▶ [What to do]: Write the line that contains "Target: shoe sole" and each one after it, word for word, ending with the final line of the data.
------------------------------------------------
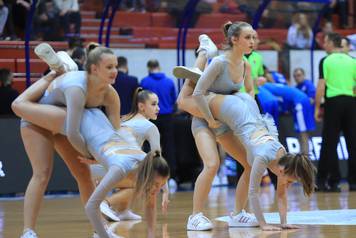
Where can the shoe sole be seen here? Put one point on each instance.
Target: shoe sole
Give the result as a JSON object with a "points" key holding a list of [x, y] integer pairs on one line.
{"points": [[185, 73], [192, 229], [42, 51], [108, 216]]}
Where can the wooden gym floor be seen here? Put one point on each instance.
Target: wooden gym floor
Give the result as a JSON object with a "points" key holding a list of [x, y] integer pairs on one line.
{"points": [[64, 217]]}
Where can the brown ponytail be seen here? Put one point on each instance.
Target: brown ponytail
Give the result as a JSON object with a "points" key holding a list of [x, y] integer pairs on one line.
{"points": [[300, 167], [153, 164]]}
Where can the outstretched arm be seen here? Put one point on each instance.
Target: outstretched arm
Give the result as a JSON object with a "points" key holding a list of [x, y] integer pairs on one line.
{"points": [[112, 107], [45, 116]]}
------------------------------------------------
▶ [Solution to the problem]:
Target: shoe sole
Give the result as a JSON object with a "points" key holding a list of [x, y] integer pairs on one line.
{"points": [[185, 73], [192, 229], [42, 51], [108, 216]]}
Where can the wooden gym floor be seen here? Put one point on each instance.
Target: wooden gym floor
Give the result as a JSON object with a "points" key holding a list of [x, y] integer pairs on one line.
{"points": [[64, 217]]}
Where can the brown ponytail be seen here? Put one point on each instance.
Target: brown ponytail
Give the result as a JSON object with a "points" key holding a list of [x, y] integer pairs on one line.
{"points": [[300, 167], [153, 164]]}
Where can the outstretched arm be seen here? Put one point on each instance.
Target: outstretched arm
Give the result as a JSON object with a "points" key holding a list of [x, y] integer pairs on one line.
{"points": [[112, 107], [45, 116]]}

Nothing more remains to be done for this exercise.